Source document:
[BEGIN]

The Firecracker engine: HTTP API, jailer, rate limits
This page is the lower-level companion to Architecture. It walks through what the Firecracker engine actually does to boot a VM, what HTTP calls it sends, what the jailer setup looks like, and how the rate limiters work.
If you’re using bhatti, you don’t need this page. If you’re hacking on the engine, extending it, or debugging a weird FC-level failure, this is the reference.
Design decisions on this page
Section titled “Design decisions on this page”- No Firecracker SDK. We talk directly to FC’s Unix-socket HTTP API with ~20 lines of helpers. The reasoning lives on the Architecture page; this page covers what the API surface actually looks like in code.

[END]

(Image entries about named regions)
[BEGIN]

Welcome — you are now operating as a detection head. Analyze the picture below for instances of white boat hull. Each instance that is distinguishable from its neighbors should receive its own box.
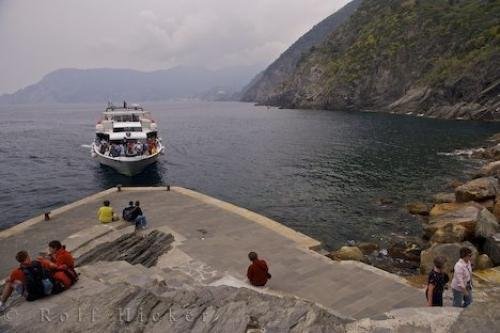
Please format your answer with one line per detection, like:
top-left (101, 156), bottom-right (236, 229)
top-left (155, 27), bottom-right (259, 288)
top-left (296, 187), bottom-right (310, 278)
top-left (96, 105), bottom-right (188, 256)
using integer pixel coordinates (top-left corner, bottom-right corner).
top-left (92, 144), bottom-right (164, 176)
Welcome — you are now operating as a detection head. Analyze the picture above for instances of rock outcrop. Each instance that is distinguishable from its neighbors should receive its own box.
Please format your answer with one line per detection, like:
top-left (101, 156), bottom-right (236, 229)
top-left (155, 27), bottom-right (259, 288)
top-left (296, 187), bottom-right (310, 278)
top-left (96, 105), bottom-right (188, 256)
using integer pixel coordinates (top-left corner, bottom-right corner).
top-left (424, 202), bottom-right (487, 242)
top-left (455, 177), bottom-right (498, 202)
top-left (420, 242), bottom-right (478, 276)
top-left (0, 262), bottom-right (349, 333)
top-left (483, 233), bottom-right (500, 266)
top-left (327, 246), bottom-right (363, 261)
top-left (77, 230), bottom-right (174, 267)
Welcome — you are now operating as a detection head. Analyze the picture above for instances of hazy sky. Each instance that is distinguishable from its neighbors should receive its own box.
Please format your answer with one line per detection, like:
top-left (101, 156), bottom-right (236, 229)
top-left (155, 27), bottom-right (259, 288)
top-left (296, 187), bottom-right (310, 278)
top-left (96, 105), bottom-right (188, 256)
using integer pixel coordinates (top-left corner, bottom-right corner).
top-left (0, 0), bottom-right (348, 94)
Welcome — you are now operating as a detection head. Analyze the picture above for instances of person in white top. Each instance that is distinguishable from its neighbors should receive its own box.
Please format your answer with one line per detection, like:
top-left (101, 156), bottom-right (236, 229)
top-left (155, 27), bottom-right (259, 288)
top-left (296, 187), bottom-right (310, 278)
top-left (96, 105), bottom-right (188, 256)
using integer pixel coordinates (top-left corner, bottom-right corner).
top-left (451, 247), bottom-right (472, 308)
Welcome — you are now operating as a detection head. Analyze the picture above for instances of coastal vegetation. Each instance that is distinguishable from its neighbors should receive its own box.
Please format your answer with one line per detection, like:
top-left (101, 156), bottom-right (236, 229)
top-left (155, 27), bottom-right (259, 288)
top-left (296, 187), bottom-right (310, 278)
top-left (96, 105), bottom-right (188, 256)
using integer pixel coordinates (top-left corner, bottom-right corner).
top-left (243, 0), bottom-right (500, 119)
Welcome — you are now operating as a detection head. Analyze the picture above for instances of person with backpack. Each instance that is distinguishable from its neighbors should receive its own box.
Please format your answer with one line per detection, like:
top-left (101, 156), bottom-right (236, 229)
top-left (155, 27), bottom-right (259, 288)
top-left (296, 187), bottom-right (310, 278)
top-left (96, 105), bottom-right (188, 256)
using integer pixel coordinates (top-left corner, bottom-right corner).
top-left (122, 201), bottom-right (135, 222)
top-left (425, 256), bottom-right (450, 306)
top-left (0, 251), bottom-right (64, 310)
top-left (130, 201), bottom-right (147, 230)
top-left (97, 200), bottom-right (115, 223)
top-left (247, 251), bottom-right (271, 287)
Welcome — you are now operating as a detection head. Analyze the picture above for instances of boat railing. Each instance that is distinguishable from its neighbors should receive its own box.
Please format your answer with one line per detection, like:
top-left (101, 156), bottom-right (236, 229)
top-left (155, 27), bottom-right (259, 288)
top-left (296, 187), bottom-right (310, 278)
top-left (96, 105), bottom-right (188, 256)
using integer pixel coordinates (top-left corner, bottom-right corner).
top-left (95, 139), bottom-right (162, 158)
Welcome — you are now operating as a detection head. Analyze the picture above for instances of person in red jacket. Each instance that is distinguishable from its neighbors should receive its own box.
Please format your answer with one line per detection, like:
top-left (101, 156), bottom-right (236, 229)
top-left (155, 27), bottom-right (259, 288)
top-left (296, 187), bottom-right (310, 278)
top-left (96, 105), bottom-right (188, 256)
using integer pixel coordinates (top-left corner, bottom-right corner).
top-left (247, 251), bottom-right (271, 287)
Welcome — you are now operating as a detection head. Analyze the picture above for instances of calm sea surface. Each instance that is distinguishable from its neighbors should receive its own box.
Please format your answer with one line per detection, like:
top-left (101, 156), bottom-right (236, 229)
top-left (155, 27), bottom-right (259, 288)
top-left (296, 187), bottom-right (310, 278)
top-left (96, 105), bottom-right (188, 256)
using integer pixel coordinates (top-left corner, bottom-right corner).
top-left (0, 102), bottom-right (500, 248)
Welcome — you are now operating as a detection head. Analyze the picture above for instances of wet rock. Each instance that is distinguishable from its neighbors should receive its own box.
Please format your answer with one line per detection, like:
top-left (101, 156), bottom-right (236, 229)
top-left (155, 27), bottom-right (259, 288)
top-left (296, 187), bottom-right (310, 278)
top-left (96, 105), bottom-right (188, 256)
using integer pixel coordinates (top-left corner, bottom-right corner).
top-left (474, 208), bottom-right (500, 238)
top-left (423, 202), bottom-right (484, 239)
top-left (387, 239), bottom-right (422, 262)
top-left (327, 246), bottom-right (363, 261)
top-left (493, 199), bottom-right (500, 220)
top-left (482, 144), bottom-right (500, 160)
top-left (455, 177), bottom-right (498, 202)
top-left (476, 254), bottom-right (493, 270)
top-left (432, 192), bottom-right (455, 204)
top-left (483, 233), bottom-right (500, 266)
top-left (0, 262), bottom-right (351, 333)
top-left (487, 133), bottom-right (500, 143)
top-left (377, 198), bottom-right (394, 206)
top-left (420, 242), bottom-right (478, 276)
top-left (77, 230), bottom-right (174, 267)
top-left (448, 179), bottom-right (464, 189)
top-left (358, 243), bottom-right (379, 254)
top-left (449, 282), bottom-right (500, 333)
top-left (477, 199), bottom-right (495, 213)
top-left (430, 223), bottom-right (467, 243)
top-left (478, 161), bottom-right (500, 177)
top-left (406, 202), bottom-right (431, 215)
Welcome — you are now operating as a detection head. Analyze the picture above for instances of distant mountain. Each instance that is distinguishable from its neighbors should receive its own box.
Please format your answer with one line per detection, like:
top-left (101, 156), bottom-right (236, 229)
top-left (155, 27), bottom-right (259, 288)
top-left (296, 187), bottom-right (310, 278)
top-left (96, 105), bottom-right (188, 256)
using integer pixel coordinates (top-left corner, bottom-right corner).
top-left (241, 0), bottom-right (362, 102)
top-left (0, 66), bottom-right (262, 104)
top-left (240, 0), bottom-right (500, 120)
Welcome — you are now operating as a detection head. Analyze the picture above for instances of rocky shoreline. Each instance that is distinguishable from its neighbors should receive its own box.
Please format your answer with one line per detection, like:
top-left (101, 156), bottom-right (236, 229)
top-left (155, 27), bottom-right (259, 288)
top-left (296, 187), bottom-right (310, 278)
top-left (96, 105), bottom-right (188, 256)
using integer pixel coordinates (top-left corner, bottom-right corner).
top-left (327, 134), bottom-right (500, 276)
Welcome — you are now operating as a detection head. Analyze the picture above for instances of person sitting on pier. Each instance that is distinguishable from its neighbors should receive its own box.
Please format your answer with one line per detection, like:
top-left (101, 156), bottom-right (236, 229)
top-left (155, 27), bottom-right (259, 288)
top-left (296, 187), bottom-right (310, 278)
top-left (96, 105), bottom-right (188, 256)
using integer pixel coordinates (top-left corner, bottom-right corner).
top-left (125, 142), bottom-right (137, 157)
top-left (97, 200), bottom-right (114, 223)
top-left (130, 201), bottom-right (147, 230)
top-left (247, 251), bottom-right (271, 287)
top-left (135, 142), bottom-right (143, 155)
top-left (425, 256), bottom-right (450, 306)
top-left (38, 240), bottom-right (78, 290)
top-left (0, 251), bottom-right (71, 311)
top-left (122, 201), bottom-right (135, 222)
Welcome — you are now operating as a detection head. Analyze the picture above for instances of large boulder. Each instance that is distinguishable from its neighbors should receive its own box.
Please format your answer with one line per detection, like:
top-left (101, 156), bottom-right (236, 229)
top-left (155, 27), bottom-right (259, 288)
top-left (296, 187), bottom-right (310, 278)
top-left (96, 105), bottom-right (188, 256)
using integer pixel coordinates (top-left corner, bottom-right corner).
top-left (483, 233), bottom-right (500, 266)
top-left (327, 246), bottom-right (363, 261)
top-left (420, 242), bottom-right (478, 276)
top-left (455, 177), bottom-right (498, 202)
top-left (474, 208), bottom-right (500, 238)
top-left (424, 202), bottom-right (485, 242)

[END]

Stated task:
Translate the sentence "If you’re using bhatti, you don’t need this page." from the page on the Firecracker engine into French. These lines play no part in the work at hand.

Result of the task:
Si vous utilisez bhatti, vous n’avez pas besoin de cette page.